Schriftliche Aufgabe
Tausche im Abschnitt, der mit der Zeile mit „the flower bud“ beginnt und mit dem Ende der Daten schließt, „flower bud“ gegen „leaf bud“ aus und gib diesen Abschnitt sonst unverändert wieder.

Ausgangsmaterial
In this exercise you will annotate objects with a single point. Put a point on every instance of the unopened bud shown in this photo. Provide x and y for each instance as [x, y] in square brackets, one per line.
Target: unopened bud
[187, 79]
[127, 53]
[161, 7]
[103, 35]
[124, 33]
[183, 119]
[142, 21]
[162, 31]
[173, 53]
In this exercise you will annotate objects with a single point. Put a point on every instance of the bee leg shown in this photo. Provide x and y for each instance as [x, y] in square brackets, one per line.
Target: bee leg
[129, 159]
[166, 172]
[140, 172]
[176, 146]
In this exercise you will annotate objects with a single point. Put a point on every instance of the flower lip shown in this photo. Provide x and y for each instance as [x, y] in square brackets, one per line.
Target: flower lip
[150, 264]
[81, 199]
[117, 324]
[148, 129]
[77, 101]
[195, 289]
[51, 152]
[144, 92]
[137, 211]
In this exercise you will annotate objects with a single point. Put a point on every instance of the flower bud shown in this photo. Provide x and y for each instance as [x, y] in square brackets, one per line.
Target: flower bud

Lösung der Aufgabe
In this exercise you will annotate objects with a single point. Put a point on every instance of the leaf bud shown in this photo. Provide x and y for each instance as [x, y] in square brackets, one per line.
Target: leaf bud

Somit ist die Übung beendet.